> [Activity A] Identify each line in the records that contains the string "clicks", and copy every such line in full.

____ Supplied text

Alvaro Herrera wrote:

Tom Lane wrote:

Andrew Dunstan <andrew@dunslane.net> writes:

Tom Lane wrote:

Well, if we want to cram all that stuff in there, how shall we do it?
It seems wrong to put all those lines into one text field, but I'm
not sure I want to add six more text fields to the CSV format
either. Thoughts?

Really? Six? In any case, would that be so bad? It would mean six extra
commas per line in the log file, and nothing much in the log table
unless there were content in those fields.

Yeah --- the lines output in the plain-stderr case that are not covered
in the other are

DETAIL
HINT
QUERY (this is an internally-generated query that failed)
CONTEXT (think "stack trace")
LOCATION (reference to code file/line reporting the error)
STATEMENT (user query that led to the error)

Here is a patch to do this. It emits all of these as separate columns,
which are output empty if they are not present. Of course, the commas
are emitted all the time.

Thanks. I will look at it in detail later today.

Not sure I understand what this comment I noticed on a very brief glance
is about:

/* assume no newlines in funcname or filename... */

If it's about what to quote, we need to quote anything that might contain a newline, quote or comma. Filenames certainly come into that category.

cheers

andrew

#15Alvaro Herrera
alvherre@alvh.no-ip.org
In reply to: Andrew Dunstan (#14)
Re: [HACKERS] BUG #3799: csvlog skips some logs

Andrew Dunstan wrote:

Not sure I understand what this comment I noticed on a very brief glance is
about:

/* assume no newlines in funcname or filename... */

If it's about what to quote, we need to quote anything that might contain a newline, quote or comma. Filenames certainly come into that category.

Huh, sorry, that's a leftover comment. The inserted string is quoted
inside appendCSVLiteral. Thanks, I'll fix it.

--
Alvaro Herrera http://www.amazon.com/gp/registry/DXLWNGRJD34J
"No es bueno caminar con un hombre muerto"

#16Alvaro Herrera
alvherre@alvh.no-ip.org
In reply to: Alvaro Herrera (#15)

________

> [Activity B] Set down the passage of the CSV logging thread above between "STATEMENT (user query" and "all the time.", inclusive.

____ Material shown

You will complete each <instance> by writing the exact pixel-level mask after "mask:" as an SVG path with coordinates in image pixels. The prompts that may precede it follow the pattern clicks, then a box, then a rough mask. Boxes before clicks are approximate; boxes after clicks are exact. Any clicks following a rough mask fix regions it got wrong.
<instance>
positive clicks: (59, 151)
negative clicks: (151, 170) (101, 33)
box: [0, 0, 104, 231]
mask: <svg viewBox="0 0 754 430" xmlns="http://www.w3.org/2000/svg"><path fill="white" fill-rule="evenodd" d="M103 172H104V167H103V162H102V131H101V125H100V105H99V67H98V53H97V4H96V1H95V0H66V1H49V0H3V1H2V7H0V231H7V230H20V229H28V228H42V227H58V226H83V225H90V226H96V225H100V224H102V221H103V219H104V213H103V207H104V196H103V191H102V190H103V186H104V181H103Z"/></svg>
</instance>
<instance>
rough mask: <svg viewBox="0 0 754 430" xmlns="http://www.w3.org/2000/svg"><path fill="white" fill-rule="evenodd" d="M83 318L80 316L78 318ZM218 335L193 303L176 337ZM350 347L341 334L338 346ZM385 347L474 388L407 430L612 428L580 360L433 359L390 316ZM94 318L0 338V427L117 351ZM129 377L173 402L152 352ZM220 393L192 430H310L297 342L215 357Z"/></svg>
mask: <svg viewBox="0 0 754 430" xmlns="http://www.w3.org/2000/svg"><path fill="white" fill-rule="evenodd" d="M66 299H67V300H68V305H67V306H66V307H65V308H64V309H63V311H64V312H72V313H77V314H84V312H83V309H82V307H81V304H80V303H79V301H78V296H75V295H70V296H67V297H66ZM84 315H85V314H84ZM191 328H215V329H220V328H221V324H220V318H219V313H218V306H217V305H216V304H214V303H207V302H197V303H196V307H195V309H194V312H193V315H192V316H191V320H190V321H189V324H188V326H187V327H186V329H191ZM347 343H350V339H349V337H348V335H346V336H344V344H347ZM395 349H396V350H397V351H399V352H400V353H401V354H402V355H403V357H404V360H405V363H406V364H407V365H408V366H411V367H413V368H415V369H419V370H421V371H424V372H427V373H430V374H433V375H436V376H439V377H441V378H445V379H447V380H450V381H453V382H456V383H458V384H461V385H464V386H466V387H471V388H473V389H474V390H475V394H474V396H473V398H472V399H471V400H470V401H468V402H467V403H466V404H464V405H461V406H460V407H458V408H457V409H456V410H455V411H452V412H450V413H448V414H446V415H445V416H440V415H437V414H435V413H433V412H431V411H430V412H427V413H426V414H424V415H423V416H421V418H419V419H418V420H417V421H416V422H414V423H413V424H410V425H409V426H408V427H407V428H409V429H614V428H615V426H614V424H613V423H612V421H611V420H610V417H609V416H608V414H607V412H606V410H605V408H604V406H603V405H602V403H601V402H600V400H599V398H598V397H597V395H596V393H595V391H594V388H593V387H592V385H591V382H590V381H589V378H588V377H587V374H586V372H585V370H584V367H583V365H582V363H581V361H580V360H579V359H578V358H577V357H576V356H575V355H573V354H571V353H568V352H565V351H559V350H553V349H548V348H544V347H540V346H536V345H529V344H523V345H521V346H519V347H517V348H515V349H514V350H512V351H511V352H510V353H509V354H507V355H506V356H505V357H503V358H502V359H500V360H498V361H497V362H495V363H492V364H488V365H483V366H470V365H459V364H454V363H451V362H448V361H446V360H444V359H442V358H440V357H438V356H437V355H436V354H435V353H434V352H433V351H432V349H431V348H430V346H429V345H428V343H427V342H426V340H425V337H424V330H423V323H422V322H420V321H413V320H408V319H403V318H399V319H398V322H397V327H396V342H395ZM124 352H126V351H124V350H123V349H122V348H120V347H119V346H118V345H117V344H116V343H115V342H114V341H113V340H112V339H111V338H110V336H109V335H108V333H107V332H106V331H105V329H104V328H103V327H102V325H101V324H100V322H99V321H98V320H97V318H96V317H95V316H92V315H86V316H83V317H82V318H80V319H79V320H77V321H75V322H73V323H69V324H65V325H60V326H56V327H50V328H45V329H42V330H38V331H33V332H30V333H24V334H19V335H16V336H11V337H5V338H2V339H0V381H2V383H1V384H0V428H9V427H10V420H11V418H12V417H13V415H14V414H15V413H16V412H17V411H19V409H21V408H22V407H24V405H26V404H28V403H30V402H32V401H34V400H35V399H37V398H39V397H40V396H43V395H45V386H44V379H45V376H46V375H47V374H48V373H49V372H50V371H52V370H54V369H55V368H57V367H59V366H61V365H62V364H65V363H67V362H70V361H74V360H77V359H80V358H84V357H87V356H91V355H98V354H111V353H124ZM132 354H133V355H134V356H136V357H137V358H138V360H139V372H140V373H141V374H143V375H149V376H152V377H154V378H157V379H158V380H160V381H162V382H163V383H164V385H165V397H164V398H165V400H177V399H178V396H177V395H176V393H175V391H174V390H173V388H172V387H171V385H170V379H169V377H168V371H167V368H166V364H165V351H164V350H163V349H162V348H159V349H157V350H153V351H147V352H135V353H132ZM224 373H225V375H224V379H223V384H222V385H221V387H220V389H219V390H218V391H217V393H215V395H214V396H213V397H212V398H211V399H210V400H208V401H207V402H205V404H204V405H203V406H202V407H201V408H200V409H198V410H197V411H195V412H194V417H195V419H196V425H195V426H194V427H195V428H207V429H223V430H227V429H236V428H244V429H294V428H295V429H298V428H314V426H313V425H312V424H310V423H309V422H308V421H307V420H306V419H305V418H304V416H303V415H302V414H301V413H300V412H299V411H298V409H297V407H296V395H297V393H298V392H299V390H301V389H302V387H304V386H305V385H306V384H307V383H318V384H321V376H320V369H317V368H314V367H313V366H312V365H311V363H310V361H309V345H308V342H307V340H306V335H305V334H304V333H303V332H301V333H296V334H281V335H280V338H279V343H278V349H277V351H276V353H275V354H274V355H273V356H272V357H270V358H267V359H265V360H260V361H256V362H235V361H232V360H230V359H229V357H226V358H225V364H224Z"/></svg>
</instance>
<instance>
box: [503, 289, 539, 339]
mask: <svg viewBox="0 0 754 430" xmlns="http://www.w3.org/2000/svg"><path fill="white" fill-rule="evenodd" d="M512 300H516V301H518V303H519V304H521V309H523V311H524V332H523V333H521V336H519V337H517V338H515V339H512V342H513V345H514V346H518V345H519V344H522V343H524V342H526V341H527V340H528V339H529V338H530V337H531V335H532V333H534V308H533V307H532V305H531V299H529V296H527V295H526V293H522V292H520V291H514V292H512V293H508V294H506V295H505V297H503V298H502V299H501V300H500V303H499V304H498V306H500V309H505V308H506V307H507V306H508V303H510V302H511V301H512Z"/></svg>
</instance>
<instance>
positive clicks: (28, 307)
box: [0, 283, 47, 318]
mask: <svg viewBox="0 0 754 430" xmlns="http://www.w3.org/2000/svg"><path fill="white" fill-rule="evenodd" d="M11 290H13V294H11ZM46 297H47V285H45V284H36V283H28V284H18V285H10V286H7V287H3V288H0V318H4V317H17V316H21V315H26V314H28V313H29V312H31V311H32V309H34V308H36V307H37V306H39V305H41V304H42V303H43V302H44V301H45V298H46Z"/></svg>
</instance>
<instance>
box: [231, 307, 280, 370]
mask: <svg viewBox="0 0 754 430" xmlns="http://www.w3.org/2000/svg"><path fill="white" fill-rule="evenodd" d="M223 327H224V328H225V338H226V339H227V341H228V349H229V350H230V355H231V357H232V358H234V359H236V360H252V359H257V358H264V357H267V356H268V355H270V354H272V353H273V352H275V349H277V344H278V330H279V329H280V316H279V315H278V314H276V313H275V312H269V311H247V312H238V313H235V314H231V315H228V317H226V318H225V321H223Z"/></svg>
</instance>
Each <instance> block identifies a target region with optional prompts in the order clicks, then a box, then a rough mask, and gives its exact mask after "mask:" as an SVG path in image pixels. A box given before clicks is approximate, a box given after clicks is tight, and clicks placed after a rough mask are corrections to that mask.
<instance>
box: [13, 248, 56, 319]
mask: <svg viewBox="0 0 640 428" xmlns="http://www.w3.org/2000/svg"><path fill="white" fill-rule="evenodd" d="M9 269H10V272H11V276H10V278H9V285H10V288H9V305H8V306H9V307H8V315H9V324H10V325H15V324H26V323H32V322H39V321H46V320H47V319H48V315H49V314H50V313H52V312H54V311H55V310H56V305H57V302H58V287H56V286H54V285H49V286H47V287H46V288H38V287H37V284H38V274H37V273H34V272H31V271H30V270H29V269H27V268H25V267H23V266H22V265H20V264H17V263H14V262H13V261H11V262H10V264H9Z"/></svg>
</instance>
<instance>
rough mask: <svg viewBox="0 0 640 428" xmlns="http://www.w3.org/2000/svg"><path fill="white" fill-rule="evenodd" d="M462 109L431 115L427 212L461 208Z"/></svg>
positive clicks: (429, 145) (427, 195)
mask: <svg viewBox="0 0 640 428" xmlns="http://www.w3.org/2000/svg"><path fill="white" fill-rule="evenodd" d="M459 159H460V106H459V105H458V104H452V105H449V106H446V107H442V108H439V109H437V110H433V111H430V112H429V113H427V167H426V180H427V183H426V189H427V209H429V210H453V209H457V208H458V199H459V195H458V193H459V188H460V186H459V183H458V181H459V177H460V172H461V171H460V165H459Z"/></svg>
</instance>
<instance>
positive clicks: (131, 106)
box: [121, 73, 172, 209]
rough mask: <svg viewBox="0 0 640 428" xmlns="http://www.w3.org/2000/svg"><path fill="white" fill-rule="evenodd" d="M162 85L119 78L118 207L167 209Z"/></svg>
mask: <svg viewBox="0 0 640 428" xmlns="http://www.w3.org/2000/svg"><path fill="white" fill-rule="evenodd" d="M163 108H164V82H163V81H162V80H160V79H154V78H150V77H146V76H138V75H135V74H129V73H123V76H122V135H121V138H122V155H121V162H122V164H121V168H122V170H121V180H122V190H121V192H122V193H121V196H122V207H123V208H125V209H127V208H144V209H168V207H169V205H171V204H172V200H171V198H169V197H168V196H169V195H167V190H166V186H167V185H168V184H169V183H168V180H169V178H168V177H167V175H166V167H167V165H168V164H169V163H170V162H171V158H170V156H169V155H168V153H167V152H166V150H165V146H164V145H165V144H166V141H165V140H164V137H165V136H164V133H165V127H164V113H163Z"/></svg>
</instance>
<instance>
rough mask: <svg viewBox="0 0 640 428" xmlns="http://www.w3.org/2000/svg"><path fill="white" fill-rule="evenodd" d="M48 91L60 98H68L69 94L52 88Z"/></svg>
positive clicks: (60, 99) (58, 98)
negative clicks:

________

> [Final answer A]
You will complete each <instance> by writing the exact pixel-level mask after "mask:" as an SVG path with coordinates in image pixels. The prompts that may precede it follow the pattern clicks, then a box, then a rough mask. Boxes before clicks are approximate; boxes after clicks are exact. Any clicks following a rough mask fix regions it got wrong.
positive clicks: (59, 151)
negative clicks: (151, 170) (101, 33)
positive clicks: (28, 307)
Each <instance> block identifies a target region with optional prompts in the order clicks, then a box, then a rough mask, and gives its exact mask after "mask:" as an SVG path in image pixels. A box given before clicks is approximate, a box given after clicks is tight, and clicks placed after a rough mask are corrections to that mask.
positive clicks: (429, 145) (427, 195)
positive clicks: (131, 106)
positive clicks: (60, 99) (58, 98)
negative clicks:

> [Final answer B]
STATEMENT (user query that led to the error)

Here is a patch to do this. It emits all of these as separate columns,
which are output empty if they are not present. Of course, the commas
are emitted all the time.